**Document section**
--- START ---

Liddell is an amiable, likeable guy…. yeah, we generally get that impression from interviews & the like. He’s dedicated, has a strong work ethic, yadda, yadda…. well, he managed to attain the status of UFC champion, so that’s pretty much a given. His list of knock-out wins is something of a who’s who- Couture, Randleman, Belfort, Sobral, Ortiz- a grain of knowledge that anyone willing to part with actual cash for this piece is going to be equipped with beforehand. Are we imparted with any new information whatsoever? Well, apparently Liddell has a degree in accountancy- I never knew that. After this, I’m struggling…
The narrative wheels out any & every cliché you’d care to name. The childhood chapter? Check. Glowing appraisals from family, mentors, employers & contemporaries? Check. Schmaltzy sentimentalism at the point in the timeline where the hero attains his lifelong goal? Cheick F***ing Kongo. A brief snippet of unusual San Luis Abispo training ground “The Pit” gets the intrigue levels going, but neither the facility nor Chuck’s training regimen is unveiled in anything that begins to even loosely resemble depth, which is a huge letdown, as this might’ve gone a way to saving the piece. Indeed, the coverage/explanation of Liddell’s journey to the Octagon is staggeringly pathetic: he was a good high school athlete, he approached his current day trainer with a view to getting started in martial arts, decided he wanted to pursue fighting as a career, his mother said “Go for it”, he made his UFC debut…. that’s it! Staggering sapience & detail, I’m sure you’ll agree. The biggest notables of the bio are simply thus: the mild amusement caused by Liddell’s family constantly referring to him as “Charlie”, and the resounding burial of Tito Ortiz by all & sundry (regarding the 2002/3 shenanigans, where the perceived wisdom was that then-Light Heavyweight champion Ortiz was “ducking” Liddell). Oh, and the soundtrack isn’t too shabby, either.
It was up to the extras to save the set, then. Ooops….. there aren’t any. I’m not kidding; no championship win in it’s entirety (nor any single full outing from his lengthy career), no significant pre or post fight press conference footage, no featurette on warm-up rituals or similar, not so much as a poxy video montage of knockouts. No siree, it’s the main feature, and that’s your lot. Unbelievable.
The UFC may well be murdering WWE in the Pay Per View buyrate department, but the braintrust at Zuffa could certainly do with giving Titan’s commercial department a bell for a few pointers. I’d wager that even the staunchest Chuck Liddell uber-fan will watch this once before leaving it to gather dust forevermore. “Ultimate Iceman” is a catastrophic waste of an opportunity. Avoid like an invitation from Mirko Cro Cop to “step outside”.

--- END ---

**Directives**
1. Print the passage of the Liddell review from "It was up to" up to and including "your lot. Unbelievable.".
2. Decide whether each statement agrees with the Liddell review, answering yes or no and quoting the words that settle it: (a) Liddell holds a degree in accountancy. (b) The reviewer finds the soundtrack poor. (c) Liddell's family calls him "Charlie."
The listing comes from a separate source and has no connection to the Liddell review.

**Dataset excerpts**
--- START ---

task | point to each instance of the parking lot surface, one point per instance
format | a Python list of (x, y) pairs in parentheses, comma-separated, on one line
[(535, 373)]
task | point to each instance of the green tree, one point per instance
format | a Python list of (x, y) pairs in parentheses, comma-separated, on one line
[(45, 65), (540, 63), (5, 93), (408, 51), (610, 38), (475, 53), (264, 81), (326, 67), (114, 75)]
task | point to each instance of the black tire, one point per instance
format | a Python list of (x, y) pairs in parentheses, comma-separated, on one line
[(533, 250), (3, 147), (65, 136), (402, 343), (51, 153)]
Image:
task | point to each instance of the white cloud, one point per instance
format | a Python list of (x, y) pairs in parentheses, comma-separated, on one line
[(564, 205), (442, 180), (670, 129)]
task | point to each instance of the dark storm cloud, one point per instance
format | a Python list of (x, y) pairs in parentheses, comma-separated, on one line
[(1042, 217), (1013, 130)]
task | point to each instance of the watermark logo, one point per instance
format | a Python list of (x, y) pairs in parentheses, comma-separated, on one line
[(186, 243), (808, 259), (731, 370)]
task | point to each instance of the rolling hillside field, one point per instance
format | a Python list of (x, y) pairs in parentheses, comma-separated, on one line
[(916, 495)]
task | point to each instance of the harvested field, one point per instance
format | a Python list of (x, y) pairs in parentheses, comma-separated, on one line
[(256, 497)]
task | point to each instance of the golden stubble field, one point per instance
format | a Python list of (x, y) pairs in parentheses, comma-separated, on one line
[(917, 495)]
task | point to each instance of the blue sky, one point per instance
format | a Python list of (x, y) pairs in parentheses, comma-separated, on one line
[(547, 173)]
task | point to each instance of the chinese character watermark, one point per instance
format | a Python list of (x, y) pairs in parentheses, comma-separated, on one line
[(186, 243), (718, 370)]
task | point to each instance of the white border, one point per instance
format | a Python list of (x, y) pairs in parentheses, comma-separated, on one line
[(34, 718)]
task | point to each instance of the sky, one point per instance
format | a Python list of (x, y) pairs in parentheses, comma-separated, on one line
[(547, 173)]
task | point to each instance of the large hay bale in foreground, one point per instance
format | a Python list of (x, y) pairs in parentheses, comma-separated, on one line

--- END ---

**Expected answers**
1.
It was up to the extras to save the set, then. Ooops….. there aren’t any. I’m not kidding; no championship win in it’s entirety (nor any single full outing from his lengthy career), no significant pre or post fight press conference footage, no featurette on warm-up rituals or similar, not so much as a poxy video montage of knockouts. No siree, it’s the main feature, and that’s your lot. Unbelievable.

2.
(a) Yes: "apparently Liddell has a degree in accountancy"
(b) No: "the soundtrack isn’t too shabby, either"
(c) Yes: "Liddell’s family constantly referring to him as “Charlie”"